■ EXERCISE AIM
Copy from the passage on the founding of a special education school in Lagunillas, starting with "This situation was" and going on through "their donation programs.".

■ PAGE EXCERPT
______

This situation was perceived by philanthropist Betty Cecilia Lugo when she arrived in Lagunillas. Educated in Medicine and Special Education, she started a crusade in order to include special education into the local educational system. That is how the idea of starting a school for children with disabilities was born. The school was created primarily as a place where disabled children could be educated, have special activities outdoors and start to play sports.

===Stages===
Betty Lugo started the project by creating awareness within the local community. She discussed the importance of Special Education with private companies and government institutions and built a fundraising committee. The most important achievement at this stage was to make possible that oil international companies included the project in their donation programs.

The second stage focused on the search and selection of teachers, to be chosen into a community where Special Education was an unknown field. Given her academic training on the subject, Betty Lugo took care of the education and guidance of selected teachers, training them as special educators.

The third stage aimed to find an appropriate building to start activities, which took one year of meetings with different public and private companies. The school was inaugurated on May 4, 1974, in a large building donated by Shell Company of Venezuela, located in Ciudad Ojeda, Lagunillas Municipality, Zulia. The building had enough space for classrooms and offices. It also had a large garden, where children could develop psychomotor skills. Furniture and other equipment was purchased with money collected by the fundraising committee.

______

■ DATA EXTRACT
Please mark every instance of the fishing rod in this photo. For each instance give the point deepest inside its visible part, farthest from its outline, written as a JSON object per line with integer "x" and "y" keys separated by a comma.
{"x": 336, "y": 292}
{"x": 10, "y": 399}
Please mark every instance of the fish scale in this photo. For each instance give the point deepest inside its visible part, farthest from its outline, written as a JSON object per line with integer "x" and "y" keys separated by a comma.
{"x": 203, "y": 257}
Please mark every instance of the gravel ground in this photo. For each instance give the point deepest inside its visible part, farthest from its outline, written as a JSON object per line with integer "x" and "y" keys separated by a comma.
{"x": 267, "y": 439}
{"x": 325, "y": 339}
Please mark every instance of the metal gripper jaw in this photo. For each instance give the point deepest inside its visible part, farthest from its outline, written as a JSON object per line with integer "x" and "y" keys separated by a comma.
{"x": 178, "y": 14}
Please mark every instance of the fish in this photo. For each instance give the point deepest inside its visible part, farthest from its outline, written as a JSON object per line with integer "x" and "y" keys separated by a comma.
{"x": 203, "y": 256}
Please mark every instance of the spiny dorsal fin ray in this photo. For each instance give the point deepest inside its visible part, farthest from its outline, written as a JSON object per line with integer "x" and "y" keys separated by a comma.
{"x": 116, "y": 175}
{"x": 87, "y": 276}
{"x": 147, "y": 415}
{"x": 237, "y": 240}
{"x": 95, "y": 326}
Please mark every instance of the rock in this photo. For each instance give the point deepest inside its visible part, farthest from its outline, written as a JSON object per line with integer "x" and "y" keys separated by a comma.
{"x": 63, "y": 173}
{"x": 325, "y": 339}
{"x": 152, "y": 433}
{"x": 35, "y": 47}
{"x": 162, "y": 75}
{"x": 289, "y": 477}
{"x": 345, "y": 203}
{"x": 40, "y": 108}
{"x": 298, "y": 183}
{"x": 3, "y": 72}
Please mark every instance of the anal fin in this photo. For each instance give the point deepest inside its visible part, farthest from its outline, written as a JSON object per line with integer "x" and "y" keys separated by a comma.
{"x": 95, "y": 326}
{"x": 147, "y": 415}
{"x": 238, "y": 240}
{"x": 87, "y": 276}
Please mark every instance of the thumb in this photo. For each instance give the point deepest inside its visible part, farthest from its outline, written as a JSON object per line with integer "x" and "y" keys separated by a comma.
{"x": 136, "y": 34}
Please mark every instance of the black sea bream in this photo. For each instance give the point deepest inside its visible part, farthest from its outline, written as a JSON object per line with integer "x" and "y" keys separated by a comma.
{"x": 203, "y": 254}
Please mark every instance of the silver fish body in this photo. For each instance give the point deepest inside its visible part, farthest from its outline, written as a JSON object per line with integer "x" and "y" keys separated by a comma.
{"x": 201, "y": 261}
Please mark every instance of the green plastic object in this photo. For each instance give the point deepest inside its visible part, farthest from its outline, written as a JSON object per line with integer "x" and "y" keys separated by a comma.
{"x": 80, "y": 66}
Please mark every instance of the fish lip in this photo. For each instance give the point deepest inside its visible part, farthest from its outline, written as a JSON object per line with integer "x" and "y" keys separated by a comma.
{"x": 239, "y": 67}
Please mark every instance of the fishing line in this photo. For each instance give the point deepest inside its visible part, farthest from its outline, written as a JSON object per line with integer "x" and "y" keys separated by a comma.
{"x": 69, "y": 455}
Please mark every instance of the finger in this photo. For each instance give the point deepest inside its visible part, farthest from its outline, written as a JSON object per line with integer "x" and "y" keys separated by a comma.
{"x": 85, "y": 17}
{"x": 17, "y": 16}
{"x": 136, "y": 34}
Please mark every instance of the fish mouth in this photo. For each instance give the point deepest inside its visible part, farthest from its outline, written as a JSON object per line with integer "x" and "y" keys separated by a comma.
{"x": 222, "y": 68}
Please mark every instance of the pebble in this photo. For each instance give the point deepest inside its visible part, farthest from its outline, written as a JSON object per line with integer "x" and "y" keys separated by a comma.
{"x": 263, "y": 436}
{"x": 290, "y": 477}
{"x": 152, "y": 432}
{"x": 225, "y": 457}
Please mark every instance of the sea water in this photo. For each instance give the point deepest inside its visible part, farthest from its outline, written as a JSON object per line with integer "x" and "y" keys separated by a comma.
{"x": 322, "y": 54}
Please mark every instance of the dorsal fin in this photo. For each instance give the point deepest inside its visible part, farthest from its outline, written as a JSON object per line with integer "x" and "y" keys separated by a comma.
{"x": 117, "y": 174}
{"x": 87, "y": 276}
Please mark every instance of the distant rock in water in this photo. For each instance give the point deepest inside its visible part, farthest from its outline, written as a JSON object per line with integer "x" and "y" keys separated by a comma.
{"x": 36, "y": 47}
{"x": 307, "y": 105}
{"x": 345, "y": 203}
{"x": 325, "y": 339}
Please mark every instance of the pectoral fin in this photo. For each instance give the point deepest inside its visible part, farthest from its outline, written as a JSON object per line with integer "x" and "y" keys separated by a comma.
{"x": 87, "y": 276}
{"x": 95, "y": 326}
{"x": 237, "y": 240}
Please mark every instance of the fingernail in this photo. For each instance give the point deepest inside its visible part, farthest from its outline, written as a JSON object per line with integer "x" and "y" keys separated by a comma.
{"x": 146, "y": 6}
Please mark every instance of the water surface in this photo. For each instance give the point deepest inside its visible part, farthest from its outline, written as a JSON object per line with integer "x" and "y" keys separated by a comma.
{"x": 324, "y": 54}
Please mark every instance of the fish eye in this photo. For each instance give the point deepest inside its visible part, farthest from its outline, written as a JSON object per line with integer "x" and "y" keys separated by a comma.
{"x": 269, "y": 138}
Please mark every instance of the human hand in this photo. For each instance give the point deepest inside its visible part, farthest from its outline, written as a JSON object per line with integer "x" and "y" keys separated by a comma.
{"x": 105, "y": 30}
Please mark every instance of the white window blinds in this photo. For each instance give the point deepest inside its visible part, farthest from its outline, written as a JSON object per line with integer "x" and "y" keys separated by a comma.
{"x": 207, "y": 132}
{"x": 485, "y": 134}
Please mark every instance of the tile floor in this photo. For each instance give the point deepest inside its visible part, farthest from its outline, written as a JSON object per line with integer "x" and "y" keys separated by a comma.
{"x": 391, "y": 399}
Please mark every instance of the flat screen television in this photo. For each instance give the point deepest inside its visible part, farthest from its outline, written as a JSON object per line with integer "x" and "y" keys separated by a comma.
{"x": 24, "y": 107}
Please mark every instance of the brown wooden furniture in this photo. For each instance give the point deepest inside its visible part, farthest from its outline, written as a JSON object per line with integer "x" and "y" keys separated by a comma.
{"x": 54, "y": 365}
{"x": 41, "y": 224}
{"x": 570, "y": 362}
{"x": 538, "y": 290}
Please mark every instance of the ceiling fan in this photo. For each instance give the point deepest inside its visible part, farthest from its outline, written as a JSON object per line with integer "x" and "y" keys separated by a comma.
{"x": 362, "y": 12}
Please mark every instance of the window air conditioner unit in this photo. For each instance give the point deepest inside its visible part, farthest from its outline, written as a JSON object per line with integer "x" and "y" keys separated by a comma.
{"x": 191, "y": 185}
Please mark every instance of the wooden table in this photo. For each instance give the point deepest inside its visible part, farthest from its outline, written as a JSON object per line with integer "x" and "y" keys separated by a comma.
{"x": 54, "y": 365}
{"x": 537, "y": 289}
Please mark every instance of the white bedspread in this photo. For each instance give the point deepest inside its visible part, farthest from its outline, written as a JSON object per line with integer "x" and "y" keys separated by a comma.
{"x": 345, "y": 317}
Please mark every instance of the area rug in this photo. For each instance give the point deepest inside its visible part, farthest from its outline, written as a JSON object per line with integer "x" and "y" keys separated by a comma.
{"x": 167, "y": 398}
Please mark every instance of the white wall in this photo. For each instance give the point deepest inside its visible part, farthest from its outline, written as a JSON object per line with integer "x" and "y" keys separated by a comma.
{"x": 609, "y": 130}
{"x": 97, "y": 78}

______

■ TASK ANSWER
This situation was perceived by philanthropist Betty Cecilia Lugo when she arrived in Lagunillas. Educated in Medicine and Special Education, she started a crusade in order to include special education into the local educational system. That is how the idea of starting a school for children with disabilities was born. The school was created primarily as a place where disabled children could be educated, have special activities outdoors and start to play sports.

===Stages===
Betty Lugo started the project by creating awareness within the local community. She discussed the importance of Special Education with private companies and government institutions and built a fundraising committee. The most important achievement at this stage was to make possible that oil international companies included the project in their donation programs.